== Directions for this task ==
Every entry must be repeated exactly. Exclude all pictures.

*** Material supplied ***

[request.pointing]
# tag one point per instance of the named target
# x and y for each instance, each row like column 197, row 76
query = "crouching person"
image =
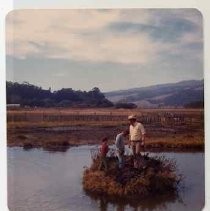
column 103, row 152
column 120, row 147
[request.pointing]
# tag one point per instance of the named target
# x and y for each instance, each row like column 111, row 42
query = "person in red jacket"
column 103, row 152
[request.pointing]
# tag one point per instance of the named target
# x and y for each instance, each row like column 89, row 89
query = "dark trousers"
column 103, row 163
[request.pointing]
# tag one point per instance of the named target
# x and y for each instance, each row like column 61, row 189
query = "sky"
column 111, row 49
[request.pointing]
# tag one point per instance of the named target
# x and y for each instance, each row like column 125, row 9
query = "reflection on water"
column 40, row 180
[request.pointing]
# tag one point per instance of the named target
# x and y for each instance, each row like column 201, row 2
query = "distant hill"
column 163, row 95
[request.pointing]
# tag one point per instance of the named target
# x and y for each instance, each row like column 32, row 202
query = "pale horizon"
column 113, row 49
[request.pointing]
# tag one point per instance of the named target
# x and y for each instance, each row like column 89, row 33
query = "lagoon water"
column 52, row 181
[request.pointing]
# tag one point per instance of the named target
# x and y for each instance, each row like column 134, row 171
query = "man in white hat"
column 137, row 134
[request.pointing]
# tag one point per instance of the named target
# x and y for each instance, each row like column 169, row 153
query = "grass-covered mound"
column 141, row 177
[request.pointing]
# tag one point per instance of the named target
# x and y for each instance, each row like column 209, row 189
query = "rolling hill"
column 163, row 95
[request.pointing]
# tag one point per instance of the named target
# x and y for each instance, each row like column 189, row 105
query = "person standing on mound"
column 120, row 147
column 137, row 135
column 103, row 152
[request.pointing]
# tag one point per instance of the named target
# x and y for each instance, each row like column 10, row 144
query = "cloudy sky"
column 110, row 49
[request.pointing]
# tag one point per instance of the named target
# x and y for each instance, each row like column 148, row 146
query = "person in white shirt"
column 120, row 147
column 137, row 135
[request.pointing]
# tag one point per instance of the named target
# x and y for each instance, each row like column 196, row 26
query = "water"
column 52, row 181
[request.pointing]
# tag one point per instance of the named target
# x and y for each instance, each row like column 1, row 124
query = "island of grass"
column 141, row 177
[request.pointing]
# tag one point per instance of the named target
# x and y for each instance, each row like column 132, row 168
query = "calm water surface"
column 52, row 181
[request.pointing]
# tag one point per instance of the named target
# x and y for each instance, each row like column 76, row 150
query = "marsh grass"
column 153, row 176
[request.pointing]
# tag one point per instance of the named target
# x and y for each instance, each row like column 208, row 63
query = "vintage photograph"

*** End of Material supplied ***

== Result for this exercise ==
[request.pointing]
# tag one point per instance of the named target
# x and y for each instance, each row like column 197, row 76
query = "crouching person"
image =
column 103, row 152
column 120, row 147
[request.pointing]
# tag one point per instance of the named target
# x and y for each instance, each row like column 111, row 42
query = "person in red jacket"
column 103, row 152
[request.pointing]
# tag one point per instance of the named target
# x and y for each instance, each row like column 89, row 89
query = "dark trousers"
column 103, row 163
[request.pointing]
# tag one point per instance of the named target
# x and y for each instance, each row like column 61, row 189
query = "sky"
column 111, row 49
[request.pointing]
# tag one point per instance of the named target
# x and y for each instance, each row like column 125, row 9
query = "reflection on water"
column 40, row 180
[request.pointing]
# tag one point per instance of the named target
# x and y for each instance, each row like column 201, row 2
query = "distant hill"
column 163, row 95
[request.pointing]
# tag one point per instance of the named target
# x and y for each instance, each row like column 32, row 202
query = "pale horizon"
column 113, row 49
[request.pointing]
# tag one point per instance of the named target
# x and y for each instance, each row like column 89, row 33
query = "lagoon water"
column 52, row 181
[request.pointing]
# tag one point per instance of the named target
# x and y for each instance, each row like column 134, row 171
query = "man in white hat"
column 137, row 134
[request.pointing]
# tag one point per instance of the named target
# x and y for each instance, each row like column 169, row 153
query = "grass-covered mound"
column 141, row 177
[request.pointing]
# tag one point per instance of the named target
# x and y for each instance, each row like column 209, row 189
query = "rolling hill"
column 163, row 95
[request.pointing]
# tag one point per instance of the named target
# x and y for each instance, each row like column 189, row 105
query = "person standing on mound"
column 120, row 147
column 137, row 135
column 103, row 152
[request.pointing]
# tag one point per instance of the named target
# x and y for each instance, each row like column 10, row 144
query = "cloudy sky"
column 110, row 49
[request.pointing]
# tag one point per instance of the named target
# x and y for each instance, each row like column 148, row 146
query = "person in white shirt"
column 120, row 147
column 137, row 135
[request.pointing]
# tag one point per instance of the named target
# x and y for each instance, each row like column 196, row 26
query = "water"
column 52, row 181
[request.pointing]
# tag one point per instance of the named target
# x and y for each instance, each row like column 1, row 124
query = "island of grass"
column 141, row 177
[request.pointing]
# tag one point per instance of the named target
# x and y for each instance, each row like column 132, row 168
query = "calm water surface"
column 52, row 181
[request.pointing]
# tag one point per instance of the named target
# x and y for each instance, each row like column 76, row 150
query = "marsh grass"
column 153, row 176
[request.pointing]
# tag one point per instance of the named target
# x and y for each instance, each row like column 208, row 63
query = "vintage photograph"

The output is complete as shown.